↓↓↓

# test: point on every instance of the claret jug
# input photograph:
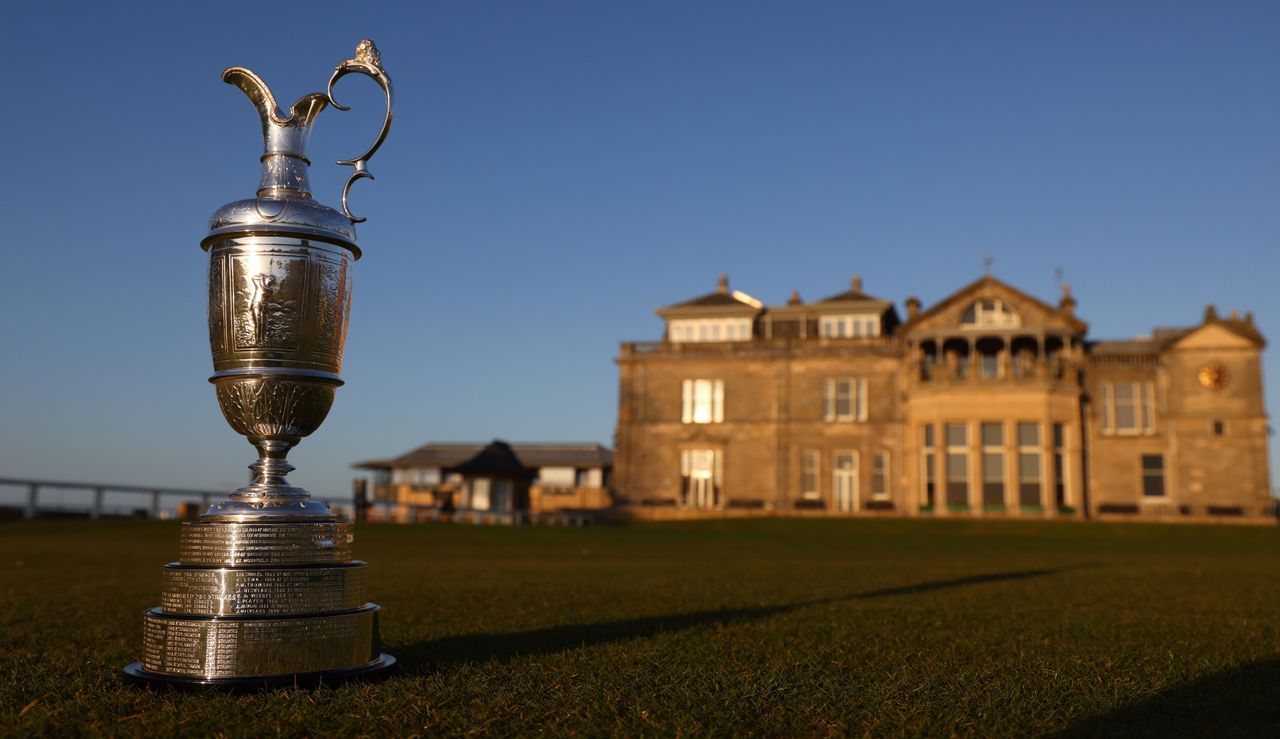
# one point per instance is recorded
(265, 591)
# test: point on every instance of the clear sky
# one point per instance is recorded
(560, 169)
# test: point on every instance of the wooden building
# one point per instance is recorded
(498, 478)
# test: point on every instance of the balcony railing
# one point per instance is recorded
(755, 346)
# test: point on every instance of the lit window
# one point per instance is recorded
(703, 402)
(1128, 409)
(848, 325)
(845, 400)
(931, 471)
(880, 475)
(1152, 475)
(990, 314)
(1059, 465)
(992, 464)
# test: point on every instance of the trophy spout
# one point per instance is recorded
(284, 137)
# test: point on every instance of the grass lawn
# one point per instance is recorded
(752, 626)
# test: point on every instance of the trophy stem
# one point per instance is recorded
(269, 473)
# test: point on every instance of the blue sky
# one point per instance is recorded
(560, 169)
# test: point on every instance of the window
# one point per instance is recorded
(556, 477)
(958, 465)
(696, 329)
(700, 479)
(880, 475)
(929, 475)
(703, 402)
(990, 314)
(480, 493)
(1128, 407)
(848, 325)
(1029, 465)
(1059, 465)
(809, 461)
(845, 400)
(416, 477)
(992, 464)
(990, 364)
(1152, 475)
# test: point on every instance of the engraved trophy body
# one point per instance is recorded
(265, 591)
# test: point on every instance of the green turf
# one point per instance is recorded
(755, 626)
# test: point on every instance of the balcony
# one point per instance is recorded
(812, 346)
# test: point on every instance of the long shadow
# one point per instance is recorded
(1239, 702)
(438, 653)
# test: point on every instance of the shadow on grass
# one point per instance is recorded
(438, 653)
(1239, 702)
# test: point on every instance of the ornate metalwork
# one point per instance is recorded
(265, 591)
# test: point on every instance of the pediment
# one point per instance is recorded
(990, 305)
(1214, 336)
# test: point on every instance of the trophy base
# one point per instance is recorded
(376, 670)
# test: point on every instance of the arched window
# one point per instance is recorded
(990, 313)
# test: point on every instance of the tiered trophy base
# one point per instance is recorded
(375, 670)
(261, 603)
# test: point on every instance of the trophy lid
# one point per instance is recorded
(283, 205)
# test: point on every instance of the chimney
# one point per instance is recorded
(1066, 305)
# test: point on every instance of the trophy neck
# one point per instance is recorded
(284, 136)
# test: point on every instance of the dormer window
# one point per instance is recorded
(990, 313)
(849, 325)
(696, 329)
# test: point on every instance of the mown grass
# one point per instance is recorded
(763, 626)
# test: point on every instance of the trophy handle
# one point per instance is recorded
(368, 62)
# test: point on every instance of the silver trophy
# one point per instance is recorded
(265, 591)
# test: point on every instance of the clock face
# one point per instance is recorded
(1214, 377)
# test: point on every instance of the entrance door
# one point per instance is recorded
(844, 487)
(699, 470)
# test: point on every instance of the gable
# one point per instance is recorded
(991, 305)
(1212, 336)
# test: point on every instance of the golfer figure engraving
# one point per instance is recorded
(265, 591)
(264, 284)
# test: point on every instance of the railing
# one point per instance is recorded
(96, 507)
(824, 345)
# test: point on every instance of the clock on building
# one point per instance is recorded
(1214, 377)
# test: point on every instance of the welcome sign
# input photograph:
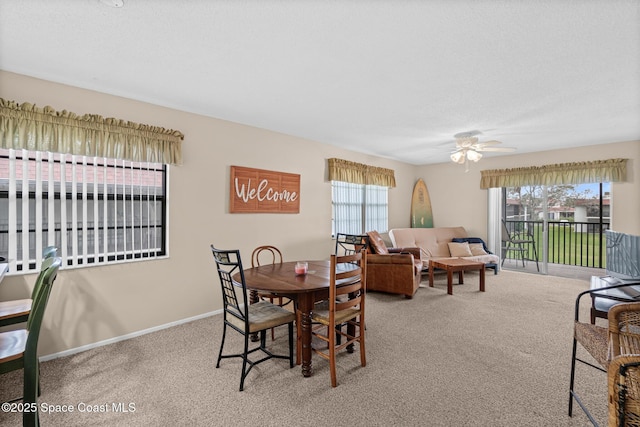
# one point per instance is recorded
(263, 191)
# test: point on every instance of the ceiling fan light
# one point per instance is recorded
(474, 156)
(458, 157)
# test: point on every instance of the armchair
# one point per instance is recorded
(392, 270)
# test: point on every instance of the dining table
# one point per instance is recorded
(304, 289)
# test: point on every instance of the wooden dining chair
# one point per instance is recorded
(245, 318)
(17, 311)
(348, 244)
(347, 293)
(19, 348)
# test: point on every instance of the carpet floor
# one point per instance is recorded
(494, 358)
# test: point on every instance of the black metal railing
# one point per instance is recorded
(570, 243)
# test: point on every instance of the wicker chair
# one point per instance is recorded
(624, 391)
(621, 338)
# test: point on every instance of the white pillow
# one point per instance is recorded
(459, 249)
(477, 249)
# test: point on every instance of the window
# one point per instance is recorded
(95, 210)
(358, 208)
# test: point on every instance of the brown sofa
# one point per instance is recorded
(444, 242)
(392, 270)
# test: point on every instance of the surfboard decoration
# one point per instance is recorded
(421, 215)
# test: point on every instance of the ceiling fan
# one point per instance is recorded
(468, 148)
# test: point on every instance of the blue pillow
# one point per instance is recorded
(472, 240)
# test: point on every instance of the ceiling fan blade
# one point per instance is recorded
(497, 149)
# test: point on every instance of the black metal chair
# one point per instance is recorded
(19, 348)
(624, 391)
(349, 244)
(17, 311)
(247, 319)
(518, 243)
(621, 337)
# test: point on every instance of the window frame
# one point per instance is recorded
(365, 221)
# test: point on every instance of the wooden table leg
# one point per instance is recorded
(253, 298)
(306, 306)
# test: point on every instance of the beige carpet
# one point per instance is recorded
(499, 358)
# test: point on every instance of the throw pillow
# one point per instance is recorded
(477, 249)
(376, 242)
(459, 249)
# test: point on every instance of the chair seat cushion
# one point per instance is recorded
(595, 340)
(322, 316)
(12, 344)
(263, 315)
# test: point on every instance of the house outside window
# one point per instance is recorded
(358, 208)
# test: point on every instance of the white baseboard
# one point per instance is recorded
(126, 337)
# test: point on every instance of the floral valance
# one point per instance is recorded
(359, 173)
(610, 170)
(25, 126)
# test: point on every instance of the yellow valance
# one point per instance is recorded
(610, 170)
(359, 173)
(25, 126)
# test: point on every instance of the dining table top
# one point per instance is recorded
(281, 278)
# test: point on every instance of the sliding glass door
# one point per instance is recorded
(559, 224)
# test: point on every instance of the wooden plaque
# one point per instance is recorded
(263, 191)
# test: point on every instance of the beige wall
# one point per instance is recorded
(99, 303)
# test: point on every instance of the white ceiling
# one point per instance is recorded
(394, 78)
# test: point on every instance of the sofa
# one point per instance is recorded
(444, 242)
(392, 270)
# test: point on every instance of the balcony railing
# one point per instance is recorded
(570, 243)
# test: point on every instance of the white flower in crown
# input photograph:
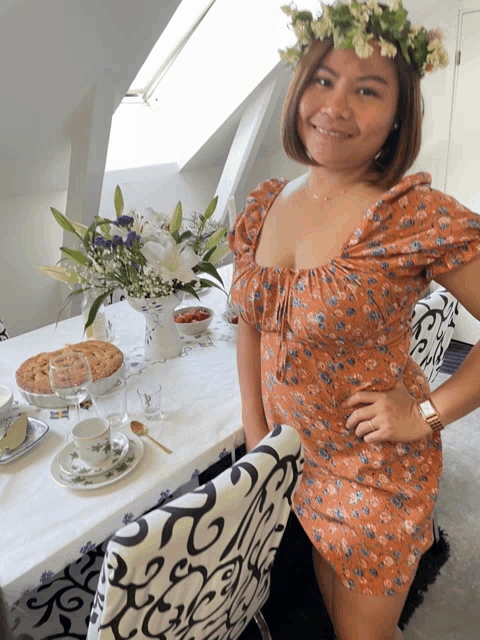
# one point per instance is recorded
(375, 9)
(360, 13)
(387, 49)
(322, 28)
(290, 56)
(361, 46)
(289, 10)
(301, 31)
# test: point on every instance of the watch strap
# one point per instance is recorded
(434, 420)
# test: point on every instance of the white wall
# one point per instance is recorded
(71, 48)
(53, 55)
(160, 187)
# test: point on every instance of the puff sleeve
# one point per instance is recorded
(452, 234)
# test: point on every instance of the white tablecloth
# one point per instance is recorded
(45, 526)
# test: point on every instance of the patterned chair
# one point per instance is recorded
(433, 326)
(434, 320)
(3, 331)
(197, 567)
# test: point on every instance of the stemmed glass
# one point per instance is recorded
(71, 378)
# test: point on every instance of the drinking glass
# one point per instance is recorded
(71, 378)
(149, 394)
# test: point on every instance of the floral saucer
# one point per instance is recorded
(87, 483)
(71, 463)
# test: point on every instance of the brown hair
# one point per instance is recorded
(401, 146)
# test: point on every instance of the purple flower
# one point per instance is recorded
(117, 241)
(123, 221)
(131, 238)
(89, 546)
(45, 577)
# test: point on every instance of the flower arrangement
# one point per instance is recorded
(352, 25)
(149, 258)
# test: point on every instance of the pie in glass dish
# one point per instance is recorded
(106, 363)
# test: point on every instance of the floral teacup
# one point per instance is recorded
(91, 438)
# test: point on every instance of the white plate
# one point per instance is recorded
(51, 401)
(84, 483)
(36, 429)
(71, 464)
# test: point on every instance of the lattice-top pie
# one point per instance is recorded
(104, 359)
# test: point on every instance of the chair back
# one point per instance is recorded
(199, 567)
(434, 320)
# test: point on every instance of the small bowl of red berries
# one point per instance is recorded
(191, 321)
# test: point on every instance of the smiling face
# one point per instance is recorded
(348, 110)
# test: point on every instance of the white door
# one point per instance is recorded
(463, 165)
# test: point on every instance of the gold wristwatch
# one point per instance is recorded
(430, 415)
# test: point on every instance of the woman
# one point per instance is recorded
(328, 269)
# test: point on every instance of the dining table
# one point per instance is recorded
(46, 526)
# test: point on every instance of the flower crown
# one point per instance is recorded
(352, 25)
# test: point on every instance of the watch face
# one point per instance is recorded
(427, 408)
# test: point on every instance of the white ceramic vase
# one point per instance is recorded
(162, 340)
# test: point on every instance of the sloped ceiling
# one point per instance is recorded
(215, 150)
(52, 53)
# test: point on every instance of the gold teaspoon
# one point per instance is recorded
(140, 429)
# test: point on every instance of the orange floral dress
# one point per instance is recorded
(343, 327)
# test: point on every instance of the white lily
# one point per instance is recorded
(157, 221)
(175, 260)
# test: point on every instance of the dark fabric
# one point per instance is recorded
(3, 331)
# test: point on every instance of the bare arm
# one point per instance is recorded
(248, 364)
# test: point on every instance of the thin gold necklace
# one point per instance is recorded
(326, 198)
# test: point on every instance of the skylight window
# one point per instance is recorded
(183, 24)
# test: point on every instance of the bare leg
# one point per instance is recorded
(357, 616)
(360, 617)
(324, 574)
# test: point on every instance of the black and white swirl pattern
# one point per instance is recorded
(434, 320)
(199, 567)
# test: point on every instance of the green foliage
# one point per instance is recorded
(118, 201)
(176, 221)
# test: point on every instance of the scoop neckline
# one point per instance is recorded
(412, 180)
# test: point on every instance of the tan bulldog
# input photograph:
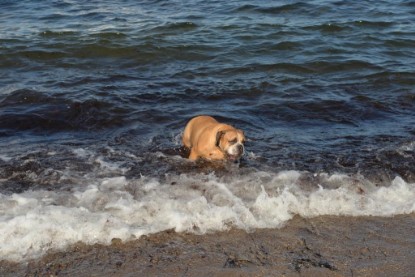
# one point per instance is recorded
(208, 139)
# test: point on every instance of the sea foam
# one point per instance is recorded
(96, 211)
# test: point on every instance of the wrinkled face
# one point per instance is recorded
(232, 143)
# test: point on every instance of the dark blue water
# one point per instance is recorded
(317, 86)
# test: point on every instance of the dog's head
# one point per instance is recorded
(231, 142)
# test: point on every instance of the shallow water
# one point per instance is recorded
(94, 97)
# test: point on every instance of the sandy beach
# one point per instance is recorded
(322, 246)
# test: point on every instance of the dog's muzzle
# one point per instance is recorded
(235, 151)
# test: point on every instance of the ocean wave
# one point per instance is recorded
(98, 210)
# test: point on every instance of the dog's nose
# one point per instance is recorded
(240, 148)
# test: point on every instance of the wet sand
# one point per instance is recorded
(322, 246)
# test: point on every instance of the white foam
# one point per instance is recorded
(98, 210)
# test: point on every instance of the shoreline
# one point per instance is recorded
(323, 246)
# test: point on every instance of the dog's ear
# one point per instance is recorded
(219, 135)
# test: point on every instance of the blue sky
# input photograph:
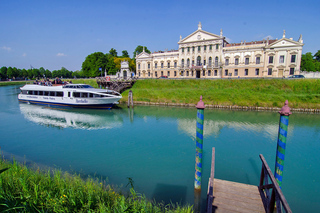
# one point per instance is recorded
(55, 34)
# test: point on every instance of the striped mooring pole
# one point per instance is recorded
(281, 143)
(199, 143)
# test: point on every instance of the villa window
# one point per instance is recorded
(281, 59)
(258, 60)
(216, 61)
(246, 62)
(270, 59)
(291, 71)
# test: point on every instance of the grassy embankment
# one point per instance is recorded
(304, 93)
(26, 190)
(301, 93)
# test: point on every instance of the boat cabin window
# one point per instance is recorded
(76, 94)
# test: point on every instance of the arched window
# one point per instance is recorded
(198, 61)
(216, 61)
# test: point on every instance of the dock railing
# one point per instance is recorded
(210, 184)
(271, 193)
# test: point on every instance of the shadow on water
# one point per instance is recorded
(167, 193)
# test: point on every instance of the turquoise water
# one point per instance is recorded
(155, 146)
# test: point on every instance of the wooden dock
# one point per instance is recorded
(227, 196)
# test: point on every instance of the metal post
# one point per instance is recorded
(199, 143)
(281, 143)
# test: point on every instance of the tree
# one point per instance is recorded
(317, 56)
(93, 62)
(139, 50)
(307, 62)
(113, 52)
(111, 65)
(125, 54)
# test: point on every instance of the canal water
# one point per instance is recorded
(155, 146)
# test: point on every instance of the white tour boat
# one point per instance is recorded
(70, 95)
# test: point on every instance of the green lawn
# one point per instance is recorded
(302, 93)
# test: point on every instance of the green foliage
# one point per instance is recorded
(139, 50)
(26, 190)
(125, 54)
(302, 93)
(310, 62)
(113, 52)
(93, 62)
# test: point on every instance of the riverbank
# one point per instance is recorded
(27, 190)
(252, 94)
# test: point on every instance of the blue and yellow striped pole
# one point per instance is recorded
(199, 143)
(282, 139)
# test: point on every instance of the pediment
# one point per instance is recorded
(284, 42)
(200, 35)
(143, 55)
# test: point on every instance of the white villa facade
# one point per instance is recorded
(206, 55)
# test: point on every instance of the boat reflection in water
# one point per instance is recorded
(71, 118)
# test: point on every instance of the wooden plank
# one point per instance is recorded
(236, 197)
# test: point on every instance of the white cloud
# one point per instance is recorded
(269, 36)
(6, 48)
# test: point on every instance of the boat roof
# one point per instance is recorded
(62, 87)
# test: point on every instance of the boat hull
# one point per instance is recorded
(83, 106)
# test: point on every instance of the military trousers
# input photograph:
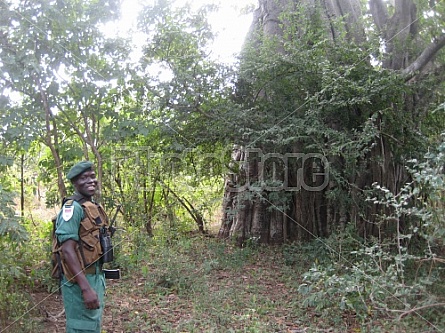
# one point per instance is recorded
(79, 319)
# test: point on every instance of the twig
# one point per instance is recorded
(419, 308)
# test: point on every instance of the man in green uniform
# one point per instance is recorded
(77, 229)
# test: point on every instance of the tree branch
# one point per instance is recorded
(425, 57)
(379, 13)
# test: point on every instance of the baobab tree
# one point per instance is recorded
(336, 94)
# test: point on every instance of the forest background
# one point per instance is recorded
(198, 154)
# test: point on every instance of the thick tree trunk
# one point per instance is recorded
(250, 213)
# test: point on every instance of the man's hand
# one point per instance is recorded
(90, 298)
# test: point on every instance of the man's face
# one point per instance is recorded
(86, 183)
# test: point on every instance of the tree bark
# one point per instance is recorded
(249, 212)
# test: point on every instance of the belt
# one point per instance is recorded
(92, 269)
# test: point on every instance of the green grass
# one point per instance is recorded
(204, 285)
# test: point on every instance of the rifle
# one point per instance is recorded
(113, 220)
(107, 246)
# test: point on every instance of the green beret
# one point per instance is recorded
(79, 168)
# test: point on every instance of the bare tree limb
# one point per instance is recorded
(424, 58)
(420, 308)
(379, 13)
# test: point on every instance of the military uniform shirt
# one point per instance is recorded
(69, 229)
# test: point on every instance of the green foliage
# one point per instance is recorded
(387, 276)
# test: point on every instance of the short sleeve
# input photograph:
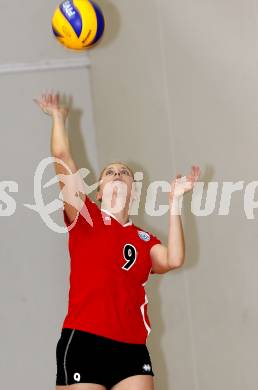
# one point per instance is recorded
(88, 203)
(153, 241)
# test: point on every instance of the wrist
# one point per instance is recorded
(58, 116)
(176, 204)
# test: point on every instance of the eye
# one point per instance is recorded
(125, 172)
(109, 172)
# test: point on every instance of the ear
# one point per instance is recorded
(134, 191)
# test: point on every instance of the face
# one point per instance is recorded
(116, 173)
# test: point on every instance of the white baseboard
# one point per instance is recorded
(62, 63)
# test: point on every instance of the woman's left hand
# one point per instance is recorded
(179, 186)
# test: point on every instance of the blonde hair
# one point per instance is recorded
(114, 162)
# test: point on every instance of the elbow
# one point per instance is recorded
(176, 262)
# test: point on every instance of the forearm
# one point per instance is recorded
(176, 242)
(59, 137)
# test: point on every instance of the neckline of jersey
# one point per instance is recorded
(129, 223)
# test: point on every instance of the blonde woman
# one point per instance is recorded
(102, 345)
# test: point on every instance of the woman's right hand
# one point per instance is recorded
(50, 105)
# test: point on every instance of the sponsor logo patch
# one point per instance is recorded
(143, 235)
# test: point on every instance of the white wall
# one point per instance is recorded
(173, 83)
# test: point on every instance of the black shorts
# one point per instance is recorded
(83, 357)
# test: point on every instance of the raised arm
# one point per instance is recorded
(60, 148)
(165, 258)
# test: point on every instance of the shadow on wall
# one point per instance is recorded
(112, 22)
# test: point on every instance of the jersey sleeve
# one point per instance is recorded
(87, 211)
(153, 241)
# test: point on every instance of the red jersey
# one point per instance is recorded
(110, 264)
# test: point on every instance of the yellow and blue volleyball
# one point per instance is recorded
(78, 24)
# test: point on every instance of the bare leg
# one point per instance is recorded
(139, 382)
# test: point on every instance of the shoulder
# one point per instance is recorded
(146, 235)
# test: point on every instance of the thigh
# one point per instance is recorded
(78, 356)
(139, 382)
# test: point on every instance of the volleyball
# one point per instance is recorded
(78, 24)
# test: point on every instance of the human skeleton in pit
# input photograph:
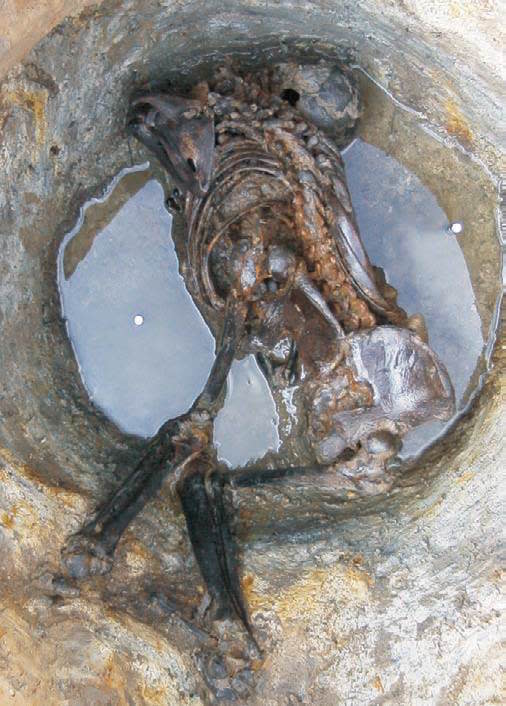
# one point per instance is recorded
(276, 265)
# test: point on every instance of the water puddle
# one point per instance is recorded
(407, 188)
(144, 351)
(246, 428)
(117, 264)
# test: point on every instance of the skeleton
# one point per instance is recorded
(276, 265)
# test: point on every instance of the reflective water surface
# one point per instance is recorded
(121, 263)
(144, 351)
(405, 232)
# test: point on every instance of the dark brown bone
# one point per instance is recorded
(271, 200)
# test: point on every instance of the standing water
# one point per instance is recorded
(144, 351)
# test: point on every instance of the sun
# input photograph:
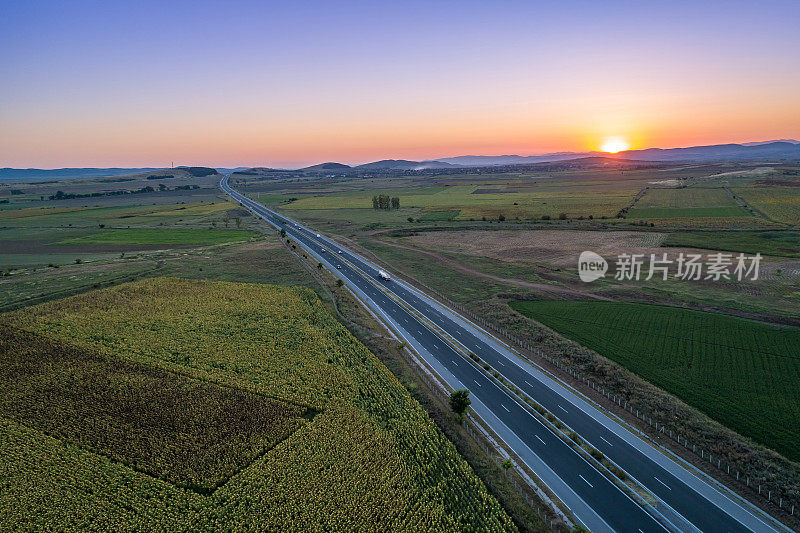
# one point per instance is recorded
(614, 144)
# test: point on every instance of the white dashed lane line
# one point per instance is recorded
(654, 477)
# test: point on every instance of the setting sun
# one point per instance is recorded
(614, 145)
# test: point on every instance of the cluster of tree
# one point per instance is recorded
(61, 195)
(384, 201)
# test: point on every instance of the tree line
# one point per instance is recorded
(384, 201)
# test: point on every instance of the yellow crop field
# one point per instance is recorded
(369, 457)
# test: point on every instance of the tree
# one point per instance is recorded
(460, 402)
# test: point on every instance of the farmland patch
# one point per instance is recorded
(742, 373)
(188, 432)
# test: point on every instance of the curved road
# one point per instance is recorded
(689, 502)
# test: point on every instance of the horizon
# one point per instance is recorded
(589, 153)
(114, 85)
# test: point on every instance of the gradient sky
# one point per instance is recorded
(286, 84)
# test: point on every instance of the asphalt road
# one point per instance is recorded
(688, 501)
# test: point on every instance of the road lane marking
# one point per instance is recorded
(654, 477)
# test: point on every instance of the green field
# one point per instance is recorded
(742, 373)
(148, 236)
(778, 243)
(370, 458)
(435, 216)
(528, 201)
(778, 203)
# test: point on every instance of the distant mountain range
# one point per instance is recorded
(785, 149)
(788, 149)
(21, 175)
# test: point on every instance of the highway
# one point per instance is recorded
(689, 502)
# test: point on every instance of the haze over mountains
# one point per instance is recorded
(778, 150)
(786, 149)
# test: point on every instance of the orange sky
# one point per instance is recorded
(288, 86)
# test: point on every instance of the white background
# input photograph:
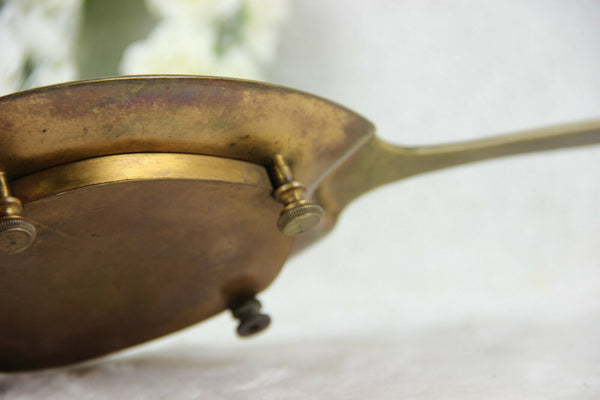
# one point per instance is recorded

↑↑↑

- **Direction**:
The lines to be quoted run from the line containing "# test: point on every instance of the curved" through the end of the entries above, both included; quote them exactly and leave out any pictures.

- **The response**:
# test: point on every instance of the curved road
# one point per instance is recorded
(689, 502)
# test: point on every instance of the horizon
# one point per instance is recorded
(589, 153)
(114, 85)
# test: point on every instance of the gradient sky
# one point per instance is recorded
(286, 84)
# test: point on every instance of the asphalt road
# one point per instance is recorded
(688, 501)
# test: point on every instance of the road lane marking
# one point per instance is recorded
(654, 477)
# test: point on every instance of the green field
# one point per instance is recorded
(742, 373)
(148, 236)
(778, 243)
(370, 458)
(435, 216)
(528, 201)
(778, 203)
# test: point on every instance of the distant mountain range
# one point per instance is recorded
(785, 149)
(788, 149)
(21, 175)
# test: point on every instance of the highway
# one point per instance is recorded
(689, 502)
# test: point on every instance of the haze over mountains
# one point per instance is recorded
(778, 150)
(786, 149)
# test: point on every instance of the orange sky
# one point per instance is recorded
(288, 86)
# test: point on every instance of the white background
# input photograph:
# one point per instance is recorded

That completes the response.